_DOCUMENT TEXT_
.....
In a Friday afternoon letter, Maryland Attorney General Brian E. Frosh (D) called on Maryland’s top judges to extend their own moratorium on evictions into 2021. He wrote that Marylanders haven’t had time to recover from coronavirus-related financial losses, and said Hogan’s $30 million won’t be enough to make a meaningful difference for tenants.

“While the Hogan Administration has allocated $30 million for rental assistance, it is widely believed that this amount is woefully inadequate to meet the needs of Maryland tenants at risk of eviction,” Frosh wrote in the letter to Mary Ellen Barbera, the chief judge of Maryland’s Court of Appeals, and John P. Morrissey, the chief judge of the state’s District Court.

The state’s District Court has said it will begin processing warrants of restitution for failure to repay rent cases after July 25, and will begin hearing failure to pay rent cases on Aug. 31. Frosh said Maryland’s tenants need more time to recover.
.....
_DATASET_
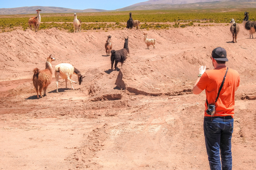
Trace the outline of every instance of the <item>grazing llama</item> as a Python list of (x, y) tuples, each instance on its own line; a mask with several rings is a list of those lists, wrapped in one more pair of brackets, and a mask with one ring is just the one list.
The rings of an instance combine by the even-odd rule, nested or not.
[(111, 36), (108, 36), (108, 40), (106, 41), (105, 44), (105, 49), (106, 52), (107, 53), (107, 55), (108, 56), (110, 55), (110, 51), (112, 49), (112, 43), (111, 43)]
[(55, 79), (56, 80), (56, 86), (57, 87), (56, 92), (57, 93), (59, 92), (58, 91), (58, 82), (59, 81), (59, 78), (60, 77), (65, 79), (66, 89), (68, 88), (67, 81), (68, 80), (70, 82), (72, 89), (75, 90), (73, 87), (73, 86), (72, 85), (72, 82), (73, 82), (75, 83), (77, 83), (71, 80), (71, 78), (73, 74), (75, 74), (77, 76), (77, 77), (78, 78), (79, 85), (81, 85), (82, 82), (83, 81), (83, 78), (84, 78), (85, 76), (82, 76), (81, 73), (78, 69), (73, 67), (70, 64), (67, 63), (62, 63), (58, 64), (55, 66), (54, 74), (55, 75)]
[(144, 37), (144, 42), (147, 45), (147, 49), (149, 49), (149, 46), (151, 45), (153, 45), (153, 49), (155, 48), (155, 45), (156, 44), (156, 39), (148, 39), (147, 38), (147, 36), (148, 35), (147, 33), (143, 33), (143, 34), (145, 36)]
[(40, 11), (42, 10), (38, 9), (36, 11), (37, 12), (37, 16), (35, 17), (31, 18), (28, 20), (28, 25), (30, 28), (30, 30), (32, 30), (31, 25), (33, 25), (34, 28), (36, 30), (36, 32), (38, 31), (39, 26), (40, 25), (40, 22), (41, 22), (41, 17), (40, 16)]
[(239, 33), (239, 28), (237, 23), (235, 22), (234, 19), (232, 19), (231, 21), (229, 23), (231, 23), (231, 26), (230, 26), (230, 32), (232, 34), (232, 37), (233, 37), (232, 41), (233, 42), (237, 42), (237, 35)]
[(116, 67), (119, 62), (121, 63), (121, 67), (124, 62), (126, 59), (127, 55), (129, 54), (129, 48), (128, 47), (128, 37), (127, 39), (124, 38), (124, 48), (116, 51), (112, 49), (111, 50), (111, 69), (113, 68), (113, 64), (115, 61), (115, 70), (116, 70)]
[(127, 21), (127, 26), (126, 28), (129, 29), (132, 29), (133, 27), (133, 20), (132, 18), (132, 13), (130, 13), (130, 17), (129, 19)]
[(82, 22), (80, 19), (77, 19), (76, 18), (76, 14), (74, 14), (74, 20), (73, 21), (73, 25), (75, 27), (75, 32), (77, 33), (81, 32), (81, 25)]
[(256, 21), (249, 21), (249, 12), (244, 13), (244, 18), (243, 21), (243, 24), (245, 28), (249, 31), (250, 33), (250, 38), (251, 38), (251, 35), (252, 35), (252, 38), (253, 38), (253, 34), (255, 33), (256, 30)]
[(51, 55), (52, 54), (50, 54), (49, 56), (46, 59), (45, 69), (39, 70), (37, 68), (34, 69), (33, 84), (37, 94), (38, 99), (39, 99), (38, 86), (40, 97), (42, 98), (42, 90), (44, 89), (44, 96), (46, 96), (46, 89), (48, 86), (52, 82), (52, 72), (51, 63), (52, 61), (55, 60), (55, 58), (51, 57)]

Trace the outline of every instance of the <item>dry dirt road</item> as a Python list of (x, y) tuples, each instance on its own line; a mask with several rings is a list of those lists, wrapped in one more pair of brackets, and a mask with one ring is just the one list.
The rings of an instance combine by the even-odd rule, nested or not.
[[(255, 40), (239, 25), (233, 43), (224, 25), (143, 31), (156, 40), (149, 49), (134, 29), (0, 34), (0, 170), (209, 169), (205, 94), (192, 89), (200, 66), (213, 68), (210, 57), (218, 46), (241, 77), (233, 168), (256, 169)], [(130, 56), (117, 71), (105, 51), (109, 35), (115, 50), (129, 37)], [(37, 99), (33, 70), (44, 69), (50, 54), (53, 69), (69, 63), (85, 77), (74, 90), (61, 80), (57, 93), (53, 75), (47, 96)]]

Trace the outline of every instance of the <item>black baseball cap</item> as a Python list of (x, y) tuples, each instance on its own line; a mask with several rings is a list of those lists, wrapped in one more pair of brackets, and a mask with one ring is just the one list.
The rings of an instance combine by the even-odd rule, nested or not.
[(212, 50), (212, 56), (215, 60), (228, 61), (227, 58), (227, 51), (221, 47), (217, 47)]

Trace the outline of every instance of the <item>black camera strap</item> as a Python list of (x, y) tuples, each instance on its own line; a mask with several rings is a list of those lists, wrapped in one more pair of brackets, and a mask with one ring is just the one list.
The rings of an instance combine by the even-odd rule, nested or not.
.....
_EXERCISE A_
Decide whether each statement agrees with the Maryland eviction text. Answer yes or no for each and quote the words of the text that decide it.
(i) Frosh's letter went to the chief judge of Maryland's Court of Appeals.
(ii) The state's District Court will begin hearing failure to pay rent cases after July 25.
(iii) Frosh asked the judges to extend their moratorium on evictions into 2021.
_EXERCISE B_
Please go on with the Maryland eviction text, starting after its last sentence.

_EXERCISE RESPONSE A_
(i) Yes: "Frosh wrote in the letter to Mary Ellen Barbera, the chief judge of Maryland’s Court of Appeals"
(ii) No: "will begin hearing failure to pay rent cases on Aug. 31"
(iii) Yes: "called on Maryland’s top judges to extend their own moratorium on evictions into 2021"

_EXERCISE RESPONSE B_
“Even with the delay in re-commencing ‘failure to pay rent’ cases and extension of the moratorium on federally-funded housing evictions until the end of August, it is unlikely that the current hardships of the crisis will have improved by then, little more than a month from now,” he said.

Democratic lawmakers and fair housing advocates gathered outside Hogan’s residence in Annapolis Friday to demand the governor “cancel the rent.” They want Hogan to extend and expand his moratorium, and provide more than $150 million in additional rental relief for Marylanders.

They say Hogan’s $30 million, coupled with already overwhelmed county rental relief programs, won’t be enough to offset a slew of evictions when the federal moratorium ends on Saturday.

“It’s unconscionable to let thousands and thousands of people end up on the street,” the Rev. Kobi Little of the Baltimore NAACP said at the rally, which was organized by CASA, an immigrants’ advocacy group.

Advocates have also raised red flags over Hogan’s current eviction moratorium. They say the governor’s executive order, which requires tenants to prove their financial hardship was caused by COVID-19 to avoid eviction, has loopholes. Hogan’s current order is set to remain in effect as long as Maryland is under a state of emergency.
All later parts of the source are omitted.